JOB: Copy the lines from the one containing "Category: black sherwani" through the end of the records without changing anything.

━━━

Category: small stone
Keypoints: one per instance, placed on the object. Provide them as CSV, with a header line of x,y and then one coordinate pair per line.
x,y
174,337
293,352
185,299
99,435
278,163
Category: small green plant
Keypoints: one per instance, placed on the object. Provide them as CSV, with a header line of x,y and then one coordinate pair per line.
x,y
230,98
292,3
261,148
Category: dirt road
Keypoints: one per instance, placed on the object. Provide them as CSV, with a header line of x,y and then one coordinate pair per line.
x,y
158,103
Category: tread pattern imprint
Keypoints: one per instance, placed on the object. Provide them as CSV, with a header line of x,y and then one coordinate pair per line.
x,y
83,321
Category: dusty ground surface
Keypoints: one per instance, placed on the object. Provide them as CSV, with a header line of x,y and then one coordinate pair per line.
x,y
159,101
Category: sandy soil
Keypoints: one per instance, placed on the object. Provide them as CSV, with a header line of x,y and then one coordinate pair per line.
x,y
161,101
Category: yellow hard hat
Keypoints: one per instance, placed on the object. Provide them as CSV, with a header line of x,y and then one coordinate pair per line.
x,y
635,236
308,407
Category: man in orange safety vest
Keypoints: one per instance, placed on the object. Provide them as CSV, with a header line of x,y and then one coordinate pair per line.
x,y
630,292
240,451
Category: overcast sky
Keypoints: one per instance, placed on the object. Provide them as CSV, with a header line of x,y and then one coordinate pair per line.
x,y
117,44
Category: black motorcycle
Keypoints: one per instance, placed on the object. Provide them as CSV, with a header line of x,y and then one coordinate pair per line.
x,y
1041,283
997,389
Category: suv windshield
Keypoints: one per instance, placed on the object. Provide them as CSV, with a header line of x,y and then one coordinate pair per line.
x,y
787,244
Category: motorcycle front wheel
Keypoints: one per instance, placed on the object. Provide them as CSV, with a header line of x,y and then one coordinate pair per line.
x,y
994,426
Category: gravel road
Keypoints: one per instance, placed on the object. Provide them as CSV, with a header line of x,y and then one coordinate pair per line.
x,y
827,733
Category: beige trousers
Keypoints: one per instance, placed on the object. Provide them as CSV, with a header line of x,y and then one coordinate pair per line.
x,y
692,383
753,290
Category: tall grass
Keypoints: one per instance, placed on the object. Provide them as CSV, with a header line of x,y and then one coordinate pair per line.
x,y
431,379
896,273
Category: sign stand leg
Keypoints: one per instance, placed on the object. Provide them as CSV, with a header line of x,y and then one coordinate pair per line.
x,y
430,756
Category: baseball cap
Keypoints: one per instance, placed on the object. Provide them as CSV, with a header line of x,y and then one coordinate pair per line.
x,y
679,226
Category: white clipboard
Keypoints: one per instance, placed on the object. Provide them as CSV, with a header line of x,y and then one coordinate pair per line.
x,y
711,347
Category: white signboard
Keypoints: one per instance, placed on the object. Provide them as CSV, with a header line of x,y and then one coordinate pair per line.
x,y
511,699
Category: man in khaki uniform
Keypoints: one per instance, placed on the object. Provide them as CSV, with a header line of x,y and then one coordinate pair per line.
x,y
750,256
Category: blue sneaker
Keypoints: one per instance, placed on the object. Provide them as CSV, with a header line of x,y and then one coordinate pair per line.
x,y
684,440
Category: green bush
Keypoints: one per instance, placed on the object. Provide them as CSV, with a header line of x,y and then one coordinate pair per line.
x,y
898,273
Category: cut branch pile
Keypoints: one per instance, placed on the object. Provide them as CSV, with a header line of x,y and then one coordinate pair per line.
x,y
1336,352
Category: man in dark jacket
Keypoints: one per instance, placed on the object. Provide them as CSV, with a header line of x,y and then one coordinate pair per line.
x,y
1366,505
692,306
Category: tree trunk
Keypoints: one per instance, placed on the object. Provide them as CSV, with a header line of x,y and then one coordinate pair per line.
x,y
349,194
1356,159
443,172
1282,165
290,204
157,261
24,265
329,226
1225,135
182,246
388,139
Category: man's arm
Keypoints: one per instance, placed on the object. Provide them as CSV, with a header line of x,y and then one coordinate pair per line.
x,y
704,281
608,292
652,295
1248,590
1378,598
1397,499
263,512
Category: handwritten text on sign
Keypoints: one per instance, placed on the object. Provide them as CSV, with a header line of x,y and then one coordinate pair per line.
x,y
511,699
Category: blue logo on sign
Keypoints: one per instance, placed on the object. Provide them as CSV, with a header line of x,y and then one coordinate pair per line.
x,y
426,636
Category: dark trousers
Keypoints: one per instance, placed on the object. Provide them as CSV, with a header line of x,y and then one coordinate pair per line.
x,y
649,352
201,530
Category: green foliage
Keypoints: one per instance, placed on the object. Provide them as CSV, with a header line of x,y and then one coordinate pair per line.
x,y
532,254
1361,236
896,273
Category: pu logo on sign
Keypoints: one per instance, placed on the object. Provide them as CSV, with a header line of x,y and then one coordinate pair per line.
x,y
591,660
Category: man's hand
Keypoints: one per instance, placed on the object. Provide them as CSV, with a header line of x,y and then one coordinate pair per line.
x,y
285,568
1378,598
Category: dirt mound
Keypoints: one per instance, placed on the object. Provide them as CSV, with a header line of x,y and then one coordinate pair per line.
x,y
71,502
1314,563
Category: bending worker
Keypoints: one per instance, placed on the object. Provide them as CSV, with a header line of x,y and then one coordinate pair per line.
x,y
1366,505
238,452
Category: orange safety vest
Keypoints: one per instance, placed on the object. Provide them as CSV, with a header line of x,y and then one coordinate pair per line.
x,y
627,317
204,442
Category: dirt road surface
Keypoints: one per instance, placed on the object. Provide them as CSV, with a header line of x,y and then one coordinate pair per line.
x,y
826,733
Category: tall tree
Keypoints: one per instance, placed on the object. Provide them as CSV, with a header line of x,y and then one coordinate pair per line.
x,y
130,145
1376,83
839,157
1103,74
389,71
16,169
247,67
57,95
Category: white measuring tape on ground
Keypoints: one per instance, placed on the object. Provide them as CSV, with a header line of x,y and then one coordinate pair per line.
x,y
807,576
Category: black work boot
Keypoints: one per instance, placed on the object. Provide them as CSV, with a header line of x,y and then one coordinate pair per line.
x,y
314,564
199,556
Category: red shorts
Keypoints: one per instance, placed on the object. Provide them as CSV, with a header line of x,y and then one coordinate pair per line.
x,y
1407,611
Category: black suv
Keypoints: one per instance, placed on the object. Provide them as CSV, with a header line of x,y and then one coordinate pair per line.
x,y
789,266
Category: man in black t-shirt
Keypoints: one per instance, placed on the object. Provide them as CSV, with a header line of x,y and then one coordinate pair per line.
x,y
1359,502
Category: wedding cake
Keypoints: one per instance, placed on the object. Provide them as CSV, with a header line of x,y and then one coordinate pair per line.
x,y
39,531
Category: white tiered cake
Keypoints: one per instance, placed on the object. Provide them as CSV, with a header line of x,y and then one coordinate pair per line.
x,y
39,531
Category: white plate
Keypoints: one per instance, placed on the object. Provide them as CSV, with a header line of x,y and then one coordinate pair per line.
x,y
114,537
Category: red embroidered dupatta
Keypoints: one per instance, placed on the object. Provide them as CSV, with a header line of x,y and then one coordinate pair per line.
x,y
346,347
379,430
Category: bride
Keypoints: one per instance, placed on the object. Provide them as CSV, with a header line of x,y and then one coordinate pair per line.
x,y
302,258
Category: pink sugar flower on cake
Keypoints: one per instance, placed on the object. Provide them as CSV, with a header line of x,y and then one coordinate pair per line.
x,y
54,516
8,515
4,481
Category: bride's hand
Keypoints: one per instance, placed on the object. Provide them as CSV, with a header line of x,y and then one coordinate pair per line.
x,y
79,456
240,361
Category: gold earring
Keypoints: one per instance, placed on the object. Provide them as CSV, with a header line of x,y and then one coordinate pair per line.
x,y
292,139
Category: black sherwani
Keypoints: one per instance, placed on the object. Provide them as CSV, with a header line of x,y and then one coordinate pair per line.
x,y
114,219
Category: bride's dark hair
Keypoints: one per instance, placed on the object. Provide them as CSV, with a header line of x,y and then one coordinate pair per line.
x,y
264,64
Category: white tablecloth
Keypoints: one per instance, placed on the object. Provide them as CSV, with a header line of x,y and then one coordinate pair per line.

━━━

FULL SOLUTION:
Category: black sherwani
Keypoints: one per instance, placed on the object. Provide them as CSV, with a header line of x,y and then one coordinate pair per line.
x,y
114,219
Category: bride's dark hair
Keypoints: one per instance, placed on the object. Provide them as CSV, with a header line of x,y and then one coordinate pair per line.
x,y
264,64
Category: white tablecloth
Keypoints: one per instance, placed on the object. Provide them as CSV, with a header line of x,y and then one coordinate pair per line.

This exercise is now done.